┌─ Given passage

Effect of ShA and LgA amphetamine self-administration on glial
cells in SERT+/+ and SERT-/- rats.
We next investigated the protein expression of the glial glutamate
transporter (GLT-1) that is responsible of the reuptake of glutamate
back into the glial cells from the extracellular space (Roberts-Wolfe &
Kalivas, 2015). In the cNAc two-way ANOVA revealed a significant AMPH
access effect (F(2,57)=10.94, p<0.0001) and an
effect of genotype (F(1,57)=9.349, p=0.0034), whereas in
the sNAc an effect of AMPH access (F(2,56)=5.055,
p=0.0096), but no genotype effect was found. In both cNAc and sNAc,
two-way ANOVA revealed a significant AMPH access x genotype interaction
(cNAc: F(2,57)=3.444, p=0.0387, Fig 5a; sNAc:
F(2,56)=3.347, p=0.0423, Fig 5b). Examining the
individual treatment effects, we found that SERT deletion in both cNAc
and sNAc led to a significant increase of GLT-1 expression in response
to the LgA (cNAc: +29% vs SERT-/--naive, p=0.0115;
+27% vs SERT-/--ShA, p=0.002; sNAc: +29% vs
SERT-/--naive, p=0.0184; +25% vs
SERT-/--ShA, p=0.009), but not to the ShA procedure,
whereas no significant effect was observed in
SERT+/+rats.
Effect of ShA and LgA amphetamine self-administration on NMDA
receptor subunits and the respective scaffolding proteins in the
post-synaptic terminal of SERT+/+ and
SERT-/- rats .

└─

Work request 1 –
From the passage on amphetamine self-administration, print the part that begins with the words containing "Effect of ShA and LgA amphetamine self-administration on NMDA" and ends with "SERT-/- rats .".
Work request 2 –
Answer these from the amphetamine self-administration passage:
(a) What is the glial glutamate transporter GLT-1 responsible for?
(b) Was a genotype effect on GLT-1 expression found in the sNAc?
(c) In the sNAc, by what percentage did LgA increase GLT-1 expression in SERT-/- rats compared with SERT-/--naive rats?
Work request 3 –
Pick up the amphetamine self-administration passage after its final heading and keep writing.

┌─ Record excerpts

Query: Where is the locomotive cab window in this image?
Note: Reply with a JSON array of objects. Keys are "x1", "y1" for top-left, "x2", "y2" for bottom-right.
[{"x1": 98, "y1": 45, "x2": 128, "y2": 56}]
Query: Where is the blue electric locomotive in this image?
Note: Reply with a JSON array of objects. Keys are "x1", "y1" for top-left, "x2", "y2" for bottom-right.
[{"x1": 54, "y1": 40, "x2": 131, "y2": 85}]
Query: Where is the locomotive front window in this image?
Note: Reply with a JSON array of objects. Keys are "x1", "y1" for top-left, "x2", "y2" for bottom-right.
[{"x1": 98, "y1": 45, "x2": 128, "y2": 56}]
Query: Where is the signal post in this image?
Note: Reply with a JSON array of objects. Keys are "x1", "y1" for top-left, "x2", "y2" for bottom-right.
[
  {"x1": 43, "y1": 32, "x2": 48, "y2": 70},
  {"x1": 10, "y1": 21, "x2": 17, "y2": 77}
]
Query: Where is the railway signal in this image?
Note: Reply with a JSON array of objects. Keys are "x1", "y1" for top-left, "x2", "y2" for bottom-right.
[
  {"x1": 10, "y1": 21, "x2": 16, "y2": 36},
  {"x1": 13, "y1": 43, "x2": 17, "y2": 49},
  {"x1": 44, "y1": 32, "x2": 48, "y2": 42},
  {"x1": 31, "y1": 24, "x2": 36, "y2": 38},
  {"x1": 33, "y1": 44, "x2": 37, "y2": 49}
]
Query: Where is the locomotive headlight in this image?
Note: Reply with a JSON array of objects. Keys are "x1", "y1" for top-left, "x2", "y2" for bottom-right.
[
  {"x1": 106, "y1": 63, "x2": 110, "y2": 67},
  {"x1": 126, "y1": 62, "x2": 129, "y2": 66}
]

└─

Answer box 1 –
Effect of ShA and LgA amphetamine self-administration on NMDA
receptor subunits and the respective scaffolding proteins in the
post-synaptic terminal of SERT+/+ and
SERT-/- rats .

Answer box 2 –
(a) The reuptake of glutamate back into the glial cells from the extracellular space.
(b) No.
(c) +29%.

Answer box 3 –
The next step was to investigate the protein expression of the main
subunits of the NMDA receptors. In the cNAc, two-way ANOVA of GluN1
levels, the obligatory subunit of NMDA receptors revealed an effect of
genotype (F(1,57)=4.544, p=0.0374) and a significant
AMPH access x genotype interaction (F(2,57)=8.103,
p=0.0008; Fig 6a). Post-hoc testing revealed that the expression of this
subunit of the NMDA receptor is significantly increased following the
LgA (+40% vs SERT-/--naive, p=0.0056), but not the
ShA procedure in SERT-/- rats. Neither ShA, nor LgA,
affected GluN1 expression in the cNAc of in SERT+/+rats. A different situation was, instead, observed in the sNAc. Two-way
ANOVA revealed a main effect of AMPH access
(F(2,53)=3.314, p=0.044), genotype
(F(1,53)=20.53, p<0.0001) and a significant
AMPH access x genotype interaction (F(2,53)=4.675,
p=0.0135; Fig 6b). Upon sub-testing we found an increased expression of
GluN1 in SERT-/- naïve-rats (+44% vs
SERT+/+-naive, p=0.0006), which was not further
enhanced by the ShA and the LgA procedure. Conversely, both the ShA
(+31% vs SERT-/--naive, p=0.0085) and LgA (+32% vs
SERT-/--naive, p=0.0089) conditions caused an
enhancement in GluN1 protein levels in SERT+/+ rats.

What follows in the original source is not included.